--- Start of RECORDED INFORMATION ---

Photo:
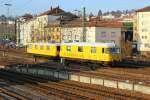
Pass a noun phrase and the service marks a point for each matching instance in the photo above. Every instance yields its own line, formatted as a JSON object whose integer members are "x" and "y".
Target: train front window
{"x": 112, "y": 50}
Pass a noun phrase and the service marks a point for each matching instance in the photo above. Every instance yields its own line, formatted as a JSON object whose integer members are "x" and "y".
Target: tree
{"x": 99, "y": 13}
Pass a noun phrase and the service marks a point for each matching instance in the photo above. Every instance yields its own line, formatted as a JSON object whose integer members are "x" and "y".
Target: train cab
{"x": 44, "y": 49}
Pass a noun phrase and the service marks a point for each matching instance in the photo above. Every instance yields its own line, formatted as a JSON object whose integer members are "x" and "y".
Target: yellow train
{"x": 99, "y": 52}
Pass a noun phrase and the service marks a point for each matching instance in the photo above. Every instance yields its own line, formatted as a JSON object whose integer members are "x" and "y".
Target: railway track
{"x": 104, "y": 72}
{"x": 70, "y": 90}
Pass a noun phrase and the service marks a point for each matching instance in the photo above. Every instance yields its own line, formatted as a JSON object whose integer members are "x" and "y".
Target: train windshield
{"x": 113, "y": 50}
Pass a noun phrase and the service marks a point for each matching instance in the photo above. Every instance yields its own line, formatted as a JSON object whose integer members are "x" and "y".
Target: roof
{"x": 53, "y": 11}
{"x": 98, "y": 23}
{"x": 146, "y": 9}
{"x": 45, "y": 43}
{"x": 108, "y": 44}
{"x": 90, "y": 44}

--- End of RECORDED INFORMATION ---

* _EXERCISE_
Print out the whole of the material word for word, without pictures.

* _RESULT OF THIS EXERCISE_
Photo:
Pass a noun phrase and the service marks a point for each matching instance in the photo above. Every instance yields its own line, formatted as a JSON object whose integer members are "x" and "y".
Target: train front window
{"x": 112, "y": 50}
Pass a noun phrase and the service marks a point for each matching instance in the photo above. Every instance yields its own line, formatted as a JSON object whose integer members are "x" and "y".
Target: tree
{"x": 99, "y": 13}
Pass a noun phrase and the service marks a point for each matching instance in the photo above. Every instance yields its own line, formatted as a JSON object whose integer members are "x" and "y".
Target: train cab
{"x": 44, "y": 49}
Pass a noun phrase and the service marks a point for each matching instance in the photo above. Every instance yields its own line, formatted as a JSON object whose integer members are "x" and "y".
Target: yellow train
{"x": 99, "y": 52}
Pass a noun phrase and the service marks a point for each matching instance in the photo above. Every instance yields its own line, formatted as a JSON object whose integer members are "x" and "y".
Target: railway track
{"x": 104, "y": 72}
{"x": 70, "y": 90}
Pass a noun phrase and the service marks a point for each matching instance in the photo above. Every instance yields its own line, formatted as a JSON object whose integer members are "x" and "y".
Target: train windshield
{"x": 113, "y": 50}
Pass a noun phrase and the service marks a point for each matching instance in the photo above. Every instance yields its own line, formatted as a JSON object whose integer members are "x" and "y".
Target: roof
{"x": 53, "y": 11}
{"x": 98, "y": 23}
{"x": 146, "y": 9}
{"x": 45, "y": 43}
{"x": 108, "y": 44}
{"x": 90, "y": 44}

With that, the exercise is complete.